How many lines in the items below contain the word "ceiling"? Reply with the number alone.

Dataset records
━━━━━━━━━━

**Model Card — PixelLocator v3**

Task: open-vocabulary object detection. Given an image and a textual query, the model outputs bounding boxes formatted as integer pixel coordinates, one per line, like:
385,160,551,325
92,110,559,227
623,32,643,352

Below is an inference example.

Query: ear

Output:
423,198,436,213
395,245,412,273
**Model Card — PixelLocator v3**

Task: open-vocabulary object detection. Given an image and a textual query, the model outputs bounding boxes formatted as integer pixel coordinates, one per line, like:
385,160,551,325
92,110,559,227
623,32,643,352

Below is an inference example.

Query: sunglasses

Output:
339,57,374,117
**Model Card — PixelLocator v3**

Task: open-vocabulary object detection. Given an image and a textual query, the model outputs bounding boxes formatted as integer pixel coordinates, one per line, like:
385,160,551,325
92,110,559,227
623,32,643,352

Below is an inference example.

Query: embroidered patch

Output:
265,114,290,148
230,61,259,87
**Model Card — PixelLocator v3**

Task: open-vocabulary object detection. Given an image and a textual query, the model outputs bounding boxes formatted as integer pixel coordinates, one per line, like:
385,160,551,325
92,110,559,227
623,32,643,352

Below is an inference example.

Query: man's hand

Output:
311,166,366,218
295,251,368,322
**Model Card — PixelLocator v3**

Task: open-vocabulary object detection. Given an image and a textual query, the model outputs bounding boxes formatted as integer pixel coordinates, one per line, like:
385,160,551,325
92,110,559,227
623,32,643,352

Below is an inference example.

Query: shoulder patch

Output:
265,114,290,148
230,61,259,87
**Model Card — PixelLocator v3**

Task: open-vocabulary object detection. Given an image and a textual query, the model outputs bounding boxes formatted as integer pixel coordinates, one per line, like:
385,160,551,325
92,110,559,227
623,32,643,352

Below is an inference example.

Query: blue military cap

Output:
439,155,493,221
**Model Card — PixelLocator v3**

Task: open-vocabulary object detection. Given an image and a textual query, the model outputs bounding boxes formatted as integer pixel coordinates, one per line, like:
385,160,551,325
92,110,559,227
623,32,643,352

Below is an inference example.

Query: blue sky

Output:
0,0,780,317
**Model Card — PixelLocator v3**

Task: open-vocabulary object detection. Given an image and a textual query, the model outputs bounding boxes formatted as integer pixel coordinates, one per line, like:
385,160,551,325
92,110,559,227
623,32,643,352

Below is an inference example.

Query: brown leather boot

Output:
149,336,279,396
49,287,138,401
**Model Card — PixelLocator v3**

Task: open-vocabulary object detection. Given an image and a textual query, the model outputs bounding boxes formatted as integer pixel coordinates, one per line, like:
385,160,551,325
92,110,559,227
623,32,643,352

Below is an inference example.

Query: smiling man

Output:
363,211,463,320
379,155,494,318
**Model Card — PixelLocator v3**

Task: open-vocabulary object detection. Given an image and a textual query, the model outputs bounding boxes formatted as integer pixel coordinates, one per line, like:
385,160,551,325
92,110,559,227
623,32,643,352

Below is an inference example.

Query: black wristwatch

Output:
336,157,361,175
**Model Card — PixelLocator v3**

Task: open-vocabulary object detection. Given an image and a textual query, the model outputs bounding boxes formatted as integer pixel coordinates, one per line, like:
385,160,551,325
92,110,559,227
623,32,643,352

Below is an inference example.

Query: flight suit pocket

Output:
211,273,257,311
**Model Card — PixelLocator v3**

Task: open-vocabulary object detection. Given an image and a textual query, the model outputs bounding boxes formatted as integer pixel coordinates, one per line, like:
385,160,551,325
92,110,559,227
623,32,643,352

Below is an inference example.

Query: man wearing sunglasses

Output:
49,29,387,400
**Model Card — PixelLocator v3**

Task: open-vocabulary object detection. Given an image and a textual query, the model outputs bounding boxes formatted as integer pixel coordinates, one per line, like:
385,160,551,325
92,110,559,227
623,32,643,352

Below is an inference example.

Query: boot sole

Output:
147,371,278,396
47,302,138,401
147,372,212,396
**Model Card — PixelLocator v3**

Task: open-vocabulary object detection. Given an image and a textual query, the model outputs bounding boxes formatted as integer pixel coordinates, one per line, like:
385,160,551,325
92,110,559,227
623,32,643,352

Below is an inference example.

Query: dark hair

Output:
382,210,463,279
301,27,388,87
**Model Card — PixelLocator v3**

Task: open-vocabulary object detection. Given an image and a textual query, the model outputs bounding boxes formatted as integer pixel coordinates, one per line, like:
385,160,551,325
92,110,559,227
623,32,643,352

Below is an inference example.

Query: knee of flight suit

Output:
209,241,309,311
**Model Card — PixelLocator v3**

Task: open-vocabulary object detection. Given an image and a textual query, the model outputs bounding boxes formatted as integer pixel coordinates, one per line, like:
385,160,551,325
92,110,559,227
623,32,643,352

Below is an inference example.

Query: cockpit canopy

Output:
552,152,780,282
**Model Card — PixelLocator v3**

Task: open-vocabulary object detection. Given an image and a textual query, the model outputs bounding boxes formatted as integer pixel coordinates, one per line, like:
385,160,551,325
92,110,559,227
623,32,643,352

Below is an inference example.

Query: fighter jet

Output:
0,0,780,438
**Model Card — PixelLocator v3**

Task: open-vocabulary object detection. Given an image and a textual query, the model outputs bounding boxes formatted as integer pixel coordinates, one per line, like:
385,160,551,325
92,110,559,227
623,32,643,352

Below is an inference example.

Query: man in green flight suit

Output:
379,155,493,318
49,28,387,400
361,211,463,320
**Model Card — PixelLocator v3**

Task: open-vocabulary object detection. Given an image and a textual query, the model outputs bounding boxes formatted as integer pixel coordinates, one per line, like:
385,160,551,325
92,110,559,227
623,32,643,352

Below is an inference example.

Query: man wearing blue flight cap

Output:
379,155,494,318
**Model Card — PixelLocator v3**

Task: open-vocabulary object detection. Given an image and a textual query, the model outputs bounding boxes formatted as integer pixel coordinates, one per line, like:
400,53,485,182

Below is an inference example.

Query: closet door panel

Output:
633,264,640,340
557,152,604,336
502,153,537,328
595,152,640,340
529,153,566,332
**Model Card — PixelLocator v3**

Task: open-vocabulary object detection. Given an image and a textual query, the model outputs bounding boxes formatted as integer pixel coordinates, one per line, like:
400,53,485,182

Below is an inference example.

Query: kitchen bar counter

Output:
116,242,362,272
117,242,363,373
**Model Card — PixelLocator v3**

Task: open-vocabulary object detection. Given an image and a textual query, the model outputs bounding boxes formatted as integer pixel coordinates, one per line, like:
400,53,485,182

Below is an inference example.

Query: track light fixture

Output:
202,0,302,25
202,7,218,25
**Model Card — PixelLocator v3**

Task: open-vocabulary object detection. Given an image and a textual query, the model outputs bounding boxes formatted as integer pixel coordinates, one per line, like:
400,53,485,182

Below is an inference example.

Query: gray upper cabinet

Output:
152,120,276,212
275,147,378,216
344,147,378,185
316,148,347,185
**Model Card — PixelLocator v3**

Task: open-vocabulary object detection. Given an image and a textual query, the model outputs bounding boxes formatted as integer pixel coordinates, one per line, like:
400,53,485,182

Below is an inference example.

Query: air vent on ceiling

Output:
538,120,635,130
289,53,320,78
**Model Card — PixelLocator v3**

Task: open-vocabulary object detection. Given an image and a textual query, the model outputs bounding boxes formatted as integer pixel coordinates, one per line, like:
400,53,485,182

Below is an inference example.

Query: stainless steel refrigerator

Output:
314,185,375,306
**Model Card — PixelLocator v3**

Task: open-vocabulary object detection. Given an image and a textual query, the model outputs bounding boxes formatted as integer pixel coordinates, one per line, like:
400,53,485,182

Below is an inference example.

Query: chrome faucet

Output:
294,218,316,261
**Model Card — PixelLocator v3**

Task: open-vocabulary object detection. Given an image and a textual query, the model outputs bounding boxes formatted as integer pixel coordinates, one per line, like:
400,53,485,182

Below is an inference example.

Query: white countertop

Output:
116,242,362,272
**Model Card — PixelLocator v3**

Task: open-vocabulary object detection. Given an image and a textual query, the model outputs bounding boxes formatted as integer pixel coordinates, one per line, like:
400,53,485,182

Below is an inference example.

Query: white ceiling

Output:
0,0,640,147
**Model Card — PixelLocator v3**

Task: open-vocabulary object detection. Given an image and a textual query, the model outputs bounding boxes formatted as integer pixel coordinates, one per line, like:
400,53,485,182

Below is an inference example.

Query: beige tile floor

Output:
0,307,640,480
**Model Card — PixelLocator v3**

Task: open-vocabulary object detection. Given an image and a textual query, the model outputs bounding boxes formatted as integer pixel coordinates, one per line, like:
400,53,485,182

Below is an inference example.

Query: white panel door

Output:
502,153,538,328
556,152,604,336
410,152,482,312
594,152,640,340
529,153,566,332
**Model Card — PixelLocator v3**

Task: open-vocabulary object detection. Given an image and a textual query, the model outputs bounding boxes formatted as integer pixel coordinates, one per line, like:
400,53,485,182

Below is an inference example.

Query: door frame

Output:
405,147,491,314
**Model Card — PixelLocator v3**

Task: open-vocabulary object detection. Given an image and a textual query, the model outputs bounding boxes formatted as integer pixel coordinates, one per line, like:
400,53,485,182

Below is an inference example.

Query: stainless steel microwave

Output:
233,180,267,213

━━━━━━━━━━

Reply
2